African Penguin Chick Hatched at Lincoln Park Zoo

An African penguin chick hatched Feb. 10 at Lincoln Park Zoo, pictured here at 21 days old. (Courtesy Lincoln Park Zoo)An African penguin chick hatched Feb. 10 at Lincoln Park Zoo, pictured here at 21 days old. (Courtesy Lincoln Park Zoo)

Lincoln Park Zoo recently welcomed a newborn baby bird – the first African penguin chick hatched and reared at the zoo’s relatively new penguin habitat.

The chick, which hatched Feb. 10 after a 38-day incubation period, is currently behind the scenes preparing to join the penguin colony at the Robert and Mayari Pritzker Penguin Cove. The 3,350-square-foot, $7 million space opened in 2016 and offers the zoo’s 16 African penguins a 20,500-gallon pool, a sandy beach for digging and other features simulating their natural habitat.

The chick’s birth is part of the African Penguin Species Survival Plan, a collaborative population management effort among zoos and aquariums across North America. The species was classified as endangered in 2010 after experiencing rapid population decline over the past century as a result of commercial fishing and changes in prey populations, according to the International Union for Conservation of Nature.

§ **Data provided**

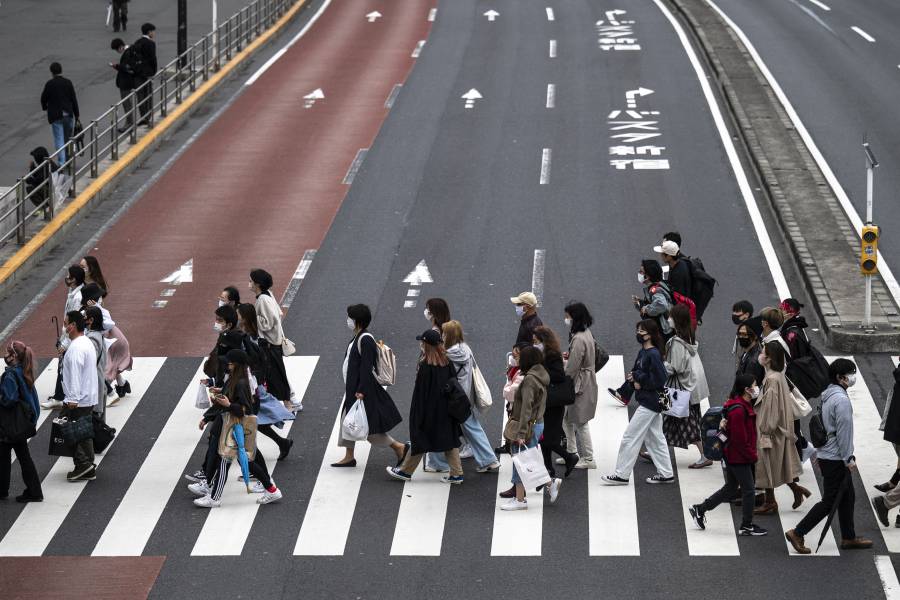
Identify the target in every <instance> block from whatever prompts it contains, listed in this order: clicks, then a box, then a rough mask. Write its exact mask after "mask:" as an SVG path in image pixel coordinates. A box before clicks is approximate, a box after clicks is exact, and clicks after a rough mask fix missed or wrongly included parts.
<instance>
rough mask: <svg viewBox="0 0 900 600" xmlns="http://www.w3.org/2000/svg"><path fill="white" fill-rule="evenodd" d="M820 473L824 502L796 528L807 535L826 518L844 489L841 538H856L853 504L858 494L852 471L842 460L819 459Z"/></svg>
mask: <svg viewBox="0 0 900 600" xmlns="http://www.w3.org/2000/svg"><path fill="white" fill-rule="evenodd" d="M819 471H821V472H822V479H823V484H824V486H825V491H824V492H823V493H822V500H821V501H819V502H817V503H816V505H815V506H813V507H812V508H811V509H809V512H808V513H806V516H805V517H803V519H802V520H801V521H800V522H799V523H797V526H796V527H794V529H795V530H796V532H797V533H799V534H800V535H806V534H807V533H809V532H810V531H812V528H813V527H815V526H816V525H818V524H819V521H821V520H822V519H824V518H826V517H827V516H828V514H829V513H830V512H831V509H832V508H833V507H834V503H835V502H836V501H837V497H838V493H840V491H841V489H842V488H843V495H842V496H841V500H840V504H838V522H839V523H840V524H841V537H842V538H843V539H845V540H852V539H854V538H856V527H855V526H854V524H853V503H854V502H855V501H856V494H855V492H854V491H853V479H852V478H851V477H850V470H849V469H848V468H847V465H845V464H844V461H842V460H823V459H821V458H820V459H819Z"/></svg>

* * *

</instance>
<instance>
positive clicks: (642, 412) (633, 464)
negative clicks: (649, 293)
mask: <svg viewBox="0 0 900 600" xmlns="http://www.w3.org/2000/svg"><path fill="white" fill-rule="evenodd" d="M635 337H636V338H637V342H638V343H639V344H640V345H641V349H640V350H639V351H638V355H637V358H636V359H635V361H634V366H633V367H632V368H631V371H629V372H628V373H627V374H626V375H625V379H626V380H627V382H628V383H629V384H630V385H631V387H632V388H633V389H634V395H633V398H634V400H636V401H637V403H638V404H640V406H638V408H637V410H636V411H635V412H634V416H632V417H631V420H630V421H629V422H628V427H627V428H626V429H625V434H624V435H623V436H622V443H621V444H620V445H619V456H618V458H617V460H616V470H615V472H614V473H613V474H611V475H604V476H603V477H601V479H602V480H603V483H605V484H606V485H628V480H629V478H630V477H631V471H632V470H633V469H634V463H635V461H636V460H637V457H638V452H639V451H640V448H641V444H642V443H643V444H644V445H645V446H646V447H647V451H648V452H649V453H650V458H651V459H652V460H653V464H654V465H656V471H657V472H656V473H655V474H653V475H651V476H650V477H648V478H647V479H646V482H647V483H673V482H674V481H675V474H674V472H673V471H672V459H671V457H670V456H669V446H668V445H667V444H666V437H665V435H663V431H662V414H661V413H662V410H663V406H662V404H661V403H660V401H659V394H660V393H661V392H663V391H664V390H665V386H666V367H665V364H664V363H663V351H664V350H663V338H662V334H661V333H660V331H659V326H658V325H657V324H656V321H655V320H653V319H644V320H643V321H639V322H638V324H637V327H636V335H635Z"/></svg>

§ **Work item A**
Print the stretch of the penguin chick article from "The chick, which" through "their natural habitat.".
§ **Work item B**
List every numeric quantity in the penguin chick article other than dates and years, and say what each one measures.

§ **Response box A**
The chick, which hatched Feb. 10 after a 38-day incubation period, is currently behind the scenes preparing to join the penguin colony at the Robert and Mayari Pritzker Penguin Cove. The 3,350-square-foot, $7 million space opened in 2016 and offers the zoo’s 16 African penguins a 20,500-gallon pool, a sandy beach for digging and other features simulating their natural habitat.

§ **Response box B**
- 21 days: the chick's age in the pictured photo
- 38 days: the incubation period before the chick hatched
- 3,350 square feet: the size of the Robert and Mayari Pritzker Penguin Cove
- $7 million: the cost of the penguin space
- 16: the number of African penguins at the zoo
- 20,500 gallons: the size of the pool